┏━━

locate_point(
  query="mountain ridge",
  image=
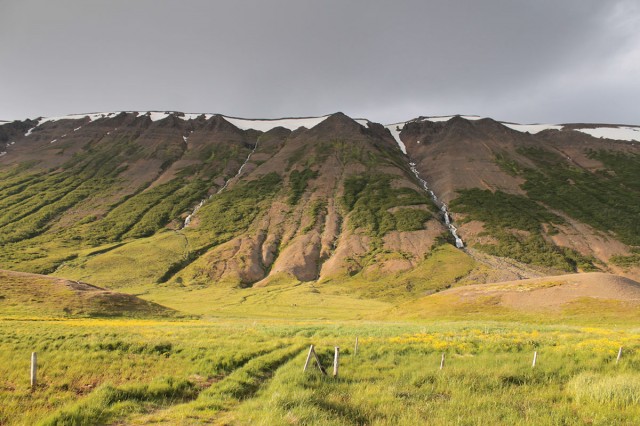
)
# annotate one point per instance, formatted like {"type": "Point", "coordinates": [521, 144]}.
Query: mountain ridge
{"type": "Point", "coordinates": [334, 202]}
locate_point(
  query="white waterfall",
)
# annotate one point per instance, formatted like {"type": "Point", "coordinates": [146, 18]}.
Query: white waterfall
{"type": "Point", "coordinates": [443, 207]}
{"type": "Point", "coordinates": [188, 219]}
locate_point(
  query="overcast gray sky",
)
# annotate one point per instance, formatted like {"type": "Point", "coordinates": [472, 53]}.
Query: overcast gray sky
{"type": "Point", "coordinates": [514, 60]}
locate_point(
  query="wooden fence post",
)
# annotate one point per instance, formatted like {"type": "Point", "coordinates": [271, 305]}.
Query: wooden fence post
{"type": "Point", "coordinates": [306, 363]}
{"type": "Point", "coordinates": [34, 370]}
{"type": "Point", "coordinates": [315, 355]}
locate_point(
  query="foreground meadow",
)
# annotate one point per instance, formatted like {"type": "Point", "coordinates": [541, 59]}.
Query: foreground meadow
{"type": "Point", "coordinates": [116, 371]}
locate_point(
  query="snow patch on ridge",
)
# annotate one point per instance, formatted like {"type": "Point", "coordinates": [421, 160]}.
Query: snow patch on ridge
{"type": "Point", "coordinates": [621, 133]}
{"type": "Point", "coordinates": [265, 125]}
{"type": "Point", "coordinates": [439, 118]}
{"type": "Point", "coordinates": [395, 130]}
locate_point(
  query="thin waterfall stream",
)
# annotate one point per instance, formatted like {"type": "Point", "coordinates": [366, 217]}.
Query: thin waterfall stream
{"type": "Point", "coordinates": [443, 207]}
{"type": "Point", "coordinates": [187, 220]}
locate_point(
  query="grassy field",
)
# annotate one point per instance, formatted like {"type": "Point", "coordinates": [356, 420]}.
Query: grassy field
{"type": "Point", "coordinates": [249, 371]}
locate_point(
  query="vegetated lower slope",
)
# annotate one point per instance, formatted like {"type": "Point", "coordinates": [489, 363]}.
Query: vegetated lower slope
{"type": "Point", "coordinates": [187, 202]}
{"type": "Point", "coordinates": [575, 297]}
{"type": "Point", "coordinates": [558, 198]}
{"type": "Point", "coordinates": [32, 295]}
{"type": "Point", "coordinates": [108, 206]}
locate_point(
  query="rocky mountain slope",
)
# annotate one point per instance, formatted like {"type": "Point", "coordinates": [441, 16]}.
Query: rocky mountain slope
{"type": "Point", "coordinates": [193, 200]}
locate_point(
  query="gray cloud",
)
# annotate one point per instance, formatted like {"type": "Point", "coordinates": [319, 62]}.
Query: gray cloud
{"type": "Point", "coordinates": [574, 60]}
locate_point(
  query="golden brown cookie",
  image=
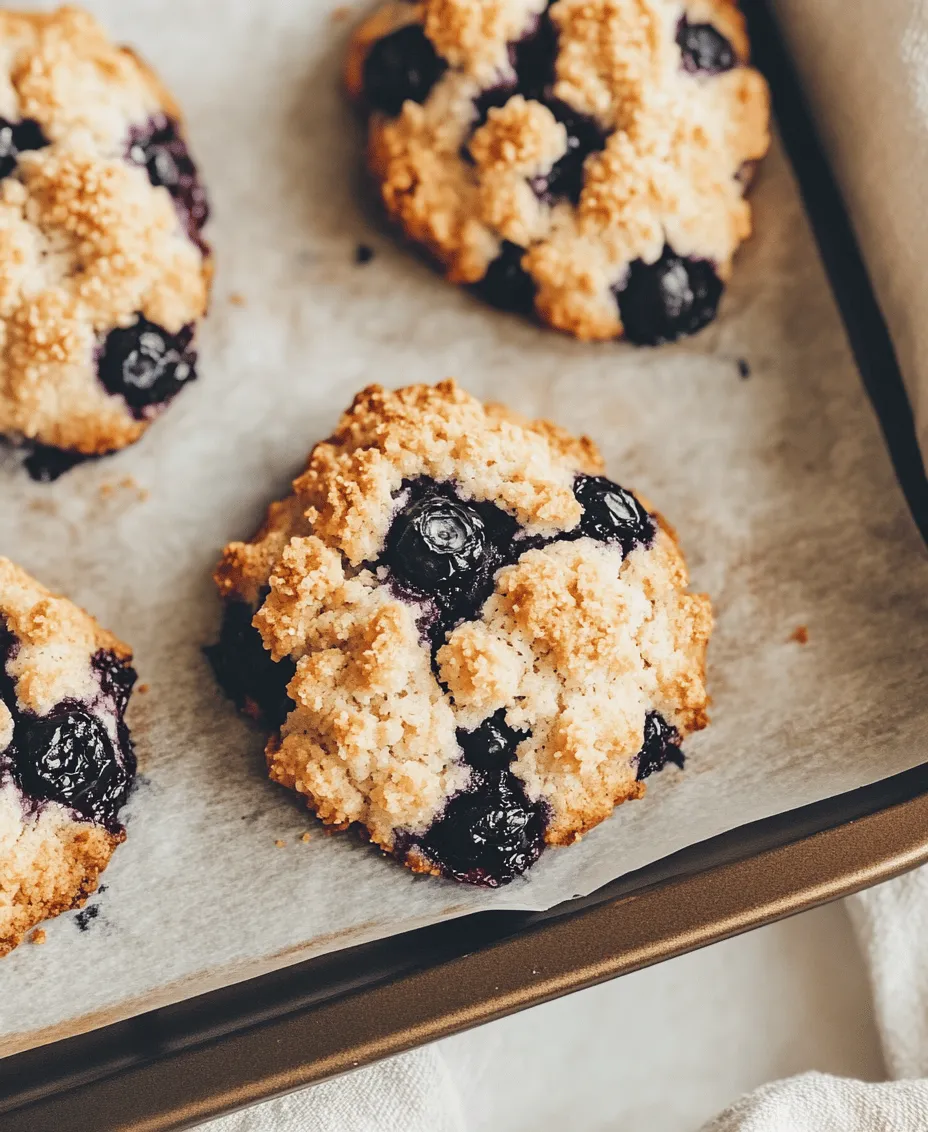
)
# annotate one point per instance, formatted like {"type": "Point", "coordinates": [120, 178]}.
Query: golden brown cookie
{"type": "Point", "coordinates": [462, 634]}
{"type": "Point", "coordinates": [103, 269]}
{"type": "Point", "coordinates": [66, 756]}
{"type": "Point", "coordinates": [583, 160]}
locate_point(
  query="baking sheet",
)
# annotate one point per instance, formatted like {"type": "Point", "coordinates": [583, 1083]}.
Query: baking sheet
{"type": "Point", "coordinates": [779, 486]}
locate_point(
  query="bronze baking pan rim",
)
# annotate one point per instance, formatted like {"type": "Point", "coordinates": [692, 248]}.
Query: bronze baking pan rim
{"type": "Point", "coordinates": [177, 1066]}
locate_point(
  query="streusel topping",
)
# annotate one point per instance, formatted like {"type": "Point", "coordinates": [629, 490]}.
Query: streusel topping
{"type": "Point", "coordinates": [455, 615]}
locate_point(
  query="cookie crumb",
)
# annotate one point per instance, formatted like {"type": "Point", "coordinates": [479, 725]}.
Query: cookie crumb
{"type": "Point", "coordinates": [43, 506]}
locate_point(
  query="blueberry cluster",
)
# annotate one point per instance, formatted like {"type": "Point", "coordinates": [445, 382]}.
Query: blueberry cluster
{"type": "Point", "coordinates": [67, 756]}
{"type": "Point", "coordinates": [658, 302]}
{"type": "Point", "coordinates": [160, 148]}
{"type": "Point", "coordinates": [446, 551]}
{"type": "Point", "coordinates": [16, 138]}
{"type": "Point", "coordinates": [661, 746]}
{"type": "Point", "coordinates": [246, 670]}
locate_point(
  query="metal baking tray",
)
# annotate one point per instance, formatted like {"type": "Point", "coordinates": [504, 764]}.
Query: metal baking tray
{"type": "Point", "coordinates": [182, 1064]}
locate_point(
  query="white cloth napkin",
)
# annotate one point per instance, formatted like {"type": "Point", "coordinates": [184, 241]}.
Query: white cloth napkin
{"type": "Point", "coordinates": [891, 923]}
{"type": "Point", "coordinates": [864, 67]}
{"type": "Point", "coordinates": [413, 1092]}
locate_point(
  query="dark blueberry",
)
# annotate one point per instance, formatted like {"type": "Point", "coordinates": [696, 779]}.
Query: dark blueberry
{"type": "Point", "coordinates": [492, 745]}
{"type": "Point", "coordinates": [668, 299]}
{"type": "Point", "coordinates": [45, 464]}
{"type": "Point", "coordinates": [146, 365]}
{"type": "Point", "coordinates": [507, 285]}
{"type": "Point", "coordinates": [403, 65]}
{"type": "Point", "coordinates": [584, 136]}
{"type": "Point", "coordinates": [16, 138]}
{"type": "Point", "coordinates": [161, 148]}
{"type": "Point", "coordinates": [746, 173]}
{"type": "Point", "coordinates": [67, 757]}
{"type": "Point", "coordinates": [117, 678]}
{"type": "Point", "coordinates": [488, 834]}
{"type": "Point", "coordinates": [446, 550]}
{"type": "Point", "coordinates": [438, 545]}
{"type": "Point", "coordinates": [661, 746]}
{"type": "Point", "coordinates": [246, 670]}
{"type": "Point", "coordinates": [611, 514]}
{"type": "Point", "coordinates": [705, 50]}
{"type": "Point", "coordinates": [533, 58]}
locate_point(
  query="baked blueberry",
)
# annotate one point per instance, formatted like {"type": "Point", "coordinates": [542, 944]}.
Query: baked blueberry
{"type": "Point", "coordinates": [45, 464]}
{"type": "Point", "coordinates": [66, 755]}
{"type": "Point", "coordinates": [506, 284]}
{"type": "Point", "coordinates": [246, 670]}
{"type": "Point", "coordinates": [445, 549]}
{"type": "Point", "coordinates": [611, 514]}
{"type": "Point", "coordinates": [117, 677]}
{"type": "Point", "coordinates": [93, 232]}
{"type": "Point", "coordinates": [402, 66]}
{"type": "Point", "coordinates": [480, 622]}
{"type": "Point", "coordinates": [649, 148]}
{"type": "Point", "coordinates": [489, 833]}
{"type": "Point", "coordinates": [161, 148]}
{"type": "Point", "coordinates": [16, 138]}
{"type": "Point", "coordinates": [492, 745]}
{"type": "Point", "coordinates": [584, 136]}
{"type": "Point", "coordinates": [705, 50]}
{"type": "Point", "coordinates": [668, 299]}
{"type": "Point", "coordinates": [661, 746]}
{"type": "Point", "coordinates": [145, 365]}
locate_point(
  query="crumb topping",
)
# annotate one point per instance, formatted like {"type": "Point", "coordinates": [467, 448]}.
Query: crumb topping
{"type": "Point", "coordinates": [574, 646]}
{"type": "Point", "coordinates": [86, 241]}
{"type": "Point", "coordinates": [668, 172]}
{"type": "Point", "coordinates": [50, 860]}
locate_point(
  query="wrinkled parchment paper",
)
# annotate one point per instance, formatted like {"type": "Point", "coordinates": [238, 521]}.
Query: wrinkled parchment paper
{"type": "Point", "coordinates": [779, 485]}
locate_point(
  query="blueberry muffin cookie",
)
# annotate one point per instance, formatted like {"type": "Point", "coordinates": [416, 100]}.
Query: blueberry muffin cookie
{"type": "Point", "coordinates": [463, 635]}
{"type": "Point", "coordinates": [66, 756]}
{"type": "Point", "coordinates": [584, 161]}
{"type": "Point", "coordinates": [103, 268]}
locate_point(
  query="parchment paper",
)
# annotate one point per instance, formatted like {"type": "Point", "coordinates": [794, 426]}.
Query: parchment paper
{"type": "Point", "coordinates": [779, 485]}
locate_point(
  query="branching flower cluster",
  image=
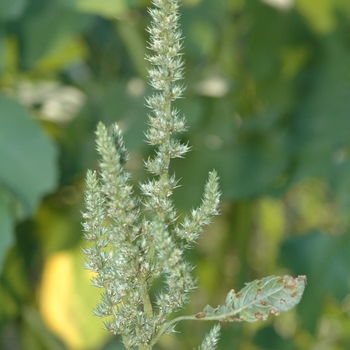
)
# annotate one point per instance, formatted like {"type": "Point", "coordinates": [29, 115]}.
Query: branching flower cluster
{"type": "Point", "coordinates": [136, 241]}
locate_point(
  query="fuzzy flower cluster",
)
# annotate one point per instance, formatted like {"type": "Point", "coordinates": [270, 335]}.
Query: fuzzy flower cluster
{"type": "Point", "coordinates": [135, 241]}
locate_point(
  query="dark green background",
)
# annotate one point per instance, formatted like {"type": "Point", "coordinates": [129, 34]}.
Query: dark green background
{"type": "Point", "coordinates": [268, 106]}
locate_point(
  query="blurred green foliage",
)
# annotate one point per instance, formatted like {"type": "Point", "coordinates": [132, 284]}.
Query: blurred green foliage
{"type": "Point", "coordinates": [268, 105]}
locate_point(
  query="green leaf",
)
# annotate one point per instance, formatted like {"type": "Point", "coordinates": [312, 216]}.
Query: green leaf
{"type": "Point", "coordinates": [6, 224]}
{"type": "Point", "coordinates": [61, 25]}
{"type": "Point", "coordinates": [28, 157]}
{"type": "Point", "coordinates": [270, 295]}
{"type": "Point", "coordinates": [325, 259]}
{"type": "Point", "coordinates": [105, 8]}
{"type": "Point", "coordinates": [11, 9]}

┗━━

### [TRY IT]
From the line containing "Query: dark green background" to the final line of the data, repeat each line exactly. Include both ends.

### [ANSWER SECTION]
Query: dark green background
{"type": "Point", "coordinates": [268, 106]}
locate_point(
  query="blurred green foliage",
)
# annotate one point per instance, formatted like {"type": "Point", "coordinates": [132, 284]}.
Query: blurred green foliage
{"type": "Point", "coordinates": [268, 105]}
locate_point(
  query="green leaf",
)
# annotate one point per instance, formatted like {"type": "Point", "coordinates": [312, 216]}.
Query: green leaf
{"type": "Point", "coordinates": [6, 224]}
{"type": "Point", "coordinates": [61, 25]}
{"type": "Point", "coordinates": [28, 157]}
{"type": "Point", "coordinates": [270, 295]}
{"type": "Point", "coordinates": [325, 259]}
{"type": "Point", "coordinates": [105, 8]}
{"type": "Point", "coordinates": [11, 9]}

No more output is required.